→ **MATERIAL**
----

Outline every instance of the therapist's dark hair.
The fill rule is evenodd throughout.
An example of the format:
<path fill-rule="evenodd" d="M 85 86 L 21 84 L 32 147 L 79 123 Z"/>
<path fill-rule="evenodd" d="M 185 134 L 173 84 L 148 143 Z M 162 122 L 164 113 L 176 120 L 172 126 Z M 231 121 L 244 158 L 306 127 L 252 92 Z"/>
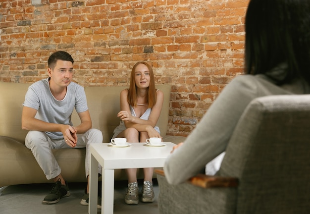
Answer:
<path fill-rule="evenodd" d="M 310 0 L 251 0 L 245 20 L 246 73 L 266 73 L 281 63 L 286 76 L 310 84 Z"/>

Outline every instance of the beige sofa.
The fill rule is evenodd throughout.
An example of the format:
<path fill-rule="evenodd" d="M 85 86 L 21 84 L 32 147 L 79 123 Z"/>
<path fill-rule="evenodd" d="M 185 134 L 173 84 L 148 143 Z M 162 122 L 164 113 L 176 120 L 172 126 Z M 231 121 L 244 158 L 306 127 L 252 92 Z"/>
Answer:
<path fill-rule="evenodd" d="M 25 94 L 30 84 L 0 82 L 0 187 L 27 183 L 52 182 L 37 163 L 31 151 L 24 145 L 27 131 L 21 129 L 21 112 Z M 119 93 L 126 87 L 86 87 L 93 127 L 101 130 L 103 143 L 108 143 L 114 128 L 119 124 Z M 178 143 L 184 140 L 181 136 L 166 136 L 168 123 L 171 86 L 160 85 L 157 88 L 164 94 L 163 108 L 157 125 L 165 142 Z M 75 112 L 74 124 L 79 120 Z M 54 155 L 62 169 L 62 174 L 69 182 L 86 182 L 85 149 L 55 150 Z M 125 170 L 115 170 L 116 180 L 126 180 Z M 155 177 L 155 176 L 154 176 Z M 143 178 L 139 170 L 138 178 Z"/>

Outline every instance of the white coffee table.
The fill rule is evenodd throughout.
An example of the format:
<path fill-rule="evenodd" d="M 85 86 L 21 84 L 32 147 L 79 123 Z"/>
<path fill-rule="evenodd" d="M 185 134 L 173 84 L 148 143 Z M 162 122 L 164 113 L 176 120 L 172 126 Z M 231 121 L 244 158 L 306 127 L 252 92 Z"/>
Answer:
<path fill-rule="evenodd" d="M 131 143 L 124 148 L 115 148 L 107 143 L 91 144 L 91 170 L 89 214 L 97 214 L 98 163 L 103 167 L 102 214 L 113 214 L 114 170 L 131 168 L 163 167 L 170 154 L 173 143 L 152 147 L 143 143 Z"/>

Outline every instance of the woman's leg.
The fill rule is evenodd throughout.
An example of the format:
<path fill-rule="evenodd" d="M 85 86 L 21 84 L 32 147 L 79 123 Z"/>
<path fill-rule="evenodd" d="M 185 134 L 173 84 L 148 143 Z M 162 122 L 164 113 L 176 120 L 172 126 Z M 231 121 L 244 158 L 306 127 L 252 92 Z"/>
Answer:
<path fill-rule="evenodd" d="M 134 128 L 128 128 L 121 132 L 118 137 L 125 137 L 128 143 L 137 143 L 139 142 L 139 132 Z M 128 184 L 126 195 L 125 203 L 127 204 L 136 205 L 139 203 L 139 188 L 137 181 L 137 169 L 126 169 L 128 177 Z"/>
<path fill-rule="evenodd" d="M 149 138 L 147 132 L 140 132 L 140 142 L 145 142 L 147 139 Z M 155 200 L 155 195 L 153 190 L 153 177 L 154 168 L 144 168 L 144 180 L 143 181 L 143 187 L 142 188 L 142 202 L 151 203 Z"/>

----

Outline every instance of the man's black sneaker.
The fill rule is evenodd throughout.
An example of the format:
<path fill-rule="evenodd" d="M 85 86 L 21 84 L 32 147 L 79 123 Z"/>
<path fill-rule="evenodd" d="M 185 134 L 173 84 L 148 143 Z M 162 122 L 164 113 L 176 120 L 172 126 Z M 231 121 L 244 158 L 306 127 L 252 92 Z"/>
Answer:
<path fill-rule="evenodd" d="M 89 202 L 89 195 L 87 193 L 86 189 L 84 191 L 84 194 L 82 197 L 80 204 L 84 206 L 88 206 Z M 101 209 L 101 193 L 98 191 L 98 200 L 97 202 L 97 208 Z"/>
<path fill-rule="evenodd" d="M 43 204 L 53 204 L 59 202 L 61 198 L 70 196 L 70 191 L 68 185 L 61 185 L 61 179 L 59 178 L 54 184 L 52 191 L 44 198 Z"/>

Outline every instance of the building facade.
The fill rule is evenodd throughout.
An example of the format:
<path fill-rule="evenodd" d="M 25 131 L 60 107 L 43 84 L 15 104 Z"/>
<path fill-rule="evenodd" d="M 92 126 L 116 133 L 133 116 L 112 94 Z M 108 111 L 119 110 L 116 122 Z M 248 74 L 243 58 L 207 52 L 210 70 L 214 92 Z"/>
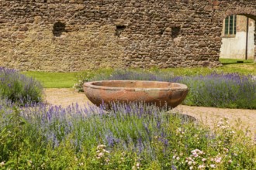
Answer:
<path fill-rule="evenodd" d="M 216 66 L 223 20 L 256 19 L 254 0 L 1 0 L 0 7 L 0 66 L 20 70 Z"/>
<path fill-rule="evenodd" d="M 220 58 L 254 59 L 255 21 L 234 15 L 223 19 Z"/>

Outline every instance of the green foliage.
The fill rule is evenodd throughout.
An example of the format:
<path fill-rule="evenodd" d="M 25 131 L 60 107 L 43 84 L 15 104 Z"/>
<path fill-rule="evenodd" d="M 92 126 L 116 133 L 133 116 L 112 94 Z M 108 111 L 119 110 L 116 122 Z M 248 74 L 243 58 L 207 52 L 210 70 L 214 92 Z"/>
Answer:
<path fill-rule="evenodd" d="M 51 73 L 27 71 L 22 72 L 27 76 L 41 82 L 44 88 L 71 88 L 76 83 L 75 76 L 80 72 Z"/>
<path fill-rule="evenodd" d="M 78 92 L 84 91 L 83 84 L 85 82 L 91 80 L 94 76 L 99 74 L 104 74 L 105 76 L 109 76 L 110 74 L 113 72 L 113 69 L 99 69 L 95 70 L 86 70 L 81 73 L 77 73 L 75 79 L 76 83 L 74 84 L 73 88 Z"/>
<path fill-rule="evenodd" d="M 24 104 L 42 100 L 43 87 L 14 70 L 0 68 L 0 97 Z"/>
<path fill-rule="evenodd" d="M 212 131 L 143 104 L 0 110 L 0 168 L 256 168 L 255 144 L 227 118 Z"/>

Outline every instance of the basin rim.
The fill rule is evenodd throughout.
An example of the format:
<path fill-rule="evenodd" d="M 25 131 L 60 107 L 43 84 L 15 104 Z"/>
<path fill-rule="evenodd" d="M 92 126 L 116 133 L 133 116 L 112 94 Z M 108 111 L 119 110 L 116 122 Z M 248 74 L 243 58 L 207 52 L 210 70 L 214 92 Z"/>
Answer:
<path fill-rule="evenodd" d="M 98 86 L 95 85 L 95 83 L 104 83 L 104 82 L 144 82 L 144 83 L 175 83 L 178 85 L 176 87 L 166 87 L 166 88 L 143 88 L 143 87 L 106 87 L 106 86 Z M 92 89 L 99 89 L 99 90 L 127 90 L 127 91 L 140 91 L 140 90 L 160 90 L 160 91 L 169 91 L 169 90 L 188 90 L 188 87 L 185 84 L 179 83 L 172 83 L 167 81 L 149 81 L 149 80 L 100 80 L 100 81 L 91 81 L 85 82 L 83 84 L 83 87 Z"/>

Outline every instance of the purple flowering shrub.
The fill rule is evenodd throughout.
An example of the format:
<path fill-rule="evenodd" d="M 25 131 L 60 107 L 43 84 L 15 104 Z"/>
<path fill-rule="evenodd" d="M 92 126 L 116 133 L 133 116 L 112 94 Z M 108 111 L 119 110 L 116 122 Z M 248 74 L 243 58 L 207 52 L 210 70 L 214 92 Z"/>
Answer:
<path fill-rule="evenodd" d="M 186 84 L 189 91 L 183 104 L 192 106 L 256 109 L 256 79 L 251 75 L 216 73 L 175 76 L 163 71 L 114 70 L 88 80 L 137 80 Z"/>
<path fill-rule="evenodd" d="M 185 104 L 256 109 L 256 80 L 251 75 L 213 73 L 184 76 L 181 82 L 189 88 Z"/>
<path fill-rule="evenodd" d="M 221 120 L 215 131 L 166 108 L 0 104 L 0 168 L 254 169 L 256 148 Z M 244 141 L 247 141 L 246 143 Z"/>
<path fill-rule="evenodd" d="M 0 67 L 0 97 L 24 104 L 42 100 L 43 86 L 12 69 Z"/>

----

→ **YOUR GOAL**
How many lines of the records contain the word "every"? Reply with the number only.

→ **PROBLEM SOLUTION**
9